SELECTED EXTRACT
§
I don't know if it's the last load attempted on that load port that matters, or if it's actually what happened to the load that produced that input. Perhaps experiments chasing two dep chains in parallel could shed some light; I've only tried one pointer chasing dep chain with a mix of page-changing and non-page-changing displacements.
If all those things are true, the load port speculates that the final effective address will be in the same page as the base register. This is a useful optimization in real cases when load-use latency forms a loop-carried dep chain, like for a linked list or binary tree.
§
Reproduce the passage on load-port address speculation in full, word for word. Rely solely on the passage above.
§
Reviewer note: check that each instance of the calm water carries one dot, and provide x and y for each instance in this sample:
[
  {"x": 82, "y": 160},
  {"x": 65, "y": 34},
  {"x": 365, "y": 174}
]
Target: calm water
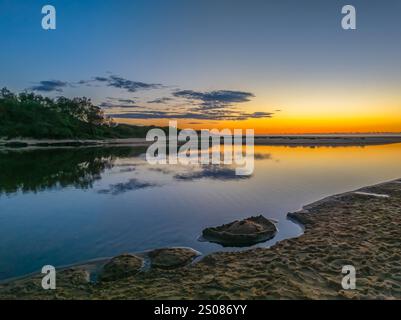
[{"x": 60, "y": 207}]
§
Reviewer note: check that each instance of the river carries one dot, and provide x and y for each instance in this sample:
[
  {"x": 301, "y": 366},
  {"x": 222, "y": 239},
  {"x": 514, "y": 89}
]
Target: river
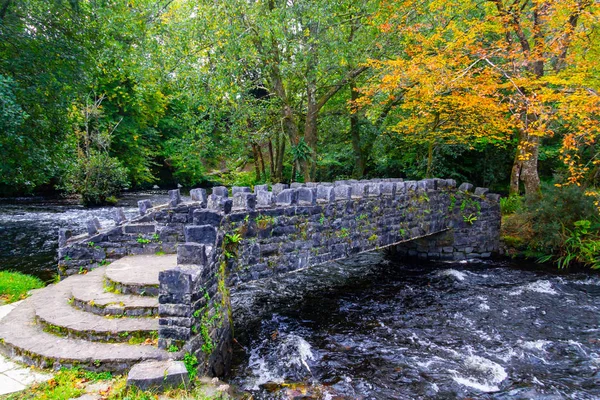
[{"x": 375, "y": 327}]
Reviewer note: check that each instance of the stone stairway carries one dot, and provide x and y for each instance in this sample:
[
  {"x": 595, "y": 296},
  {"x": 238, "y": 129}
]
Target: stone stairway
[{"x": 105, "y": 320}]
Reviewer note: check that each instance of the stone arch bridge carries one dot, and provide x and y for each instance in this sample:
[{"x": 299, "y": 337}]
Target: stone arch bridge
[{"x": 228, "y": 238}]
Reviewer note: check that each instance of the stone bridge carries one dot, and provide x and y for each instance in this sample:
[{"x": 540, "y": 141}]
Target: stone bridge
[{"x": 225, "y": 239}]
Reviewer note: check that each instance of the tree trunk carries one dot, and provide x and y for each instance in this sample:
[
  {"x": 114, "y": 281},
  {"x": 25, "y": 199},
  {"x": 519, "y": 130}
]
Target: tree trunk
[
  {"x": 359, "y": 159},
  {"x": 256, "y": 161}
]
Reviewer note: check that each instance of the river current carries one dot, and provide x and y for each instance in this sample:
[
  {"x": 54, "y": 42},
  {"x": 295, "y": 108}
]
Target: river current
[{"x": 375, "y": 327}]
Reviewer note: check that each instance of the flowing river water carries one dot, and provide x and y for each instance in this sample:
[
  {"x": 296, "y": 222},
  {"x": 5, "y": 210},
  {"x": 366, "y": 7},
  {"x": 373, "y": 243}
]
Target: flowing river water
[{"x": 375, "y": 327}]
§
OUTPUT BELOW
I don't know if it's the last load attempted on that load port that matters, or if it's actually what happened to the load that produced that input. Perhaps experiments chasing two dep chains in parallel could shed some light; I've only tried one pointer chasing dep chain with a mix of page-changing and non-page-changing displacements.
If all those things are true, the load port speculates that the final effective address will be in the same page as the base register. This is a useful optimization in real cases when load-use latency forms a loop-carried dep chain, like for a linked list or binary tree.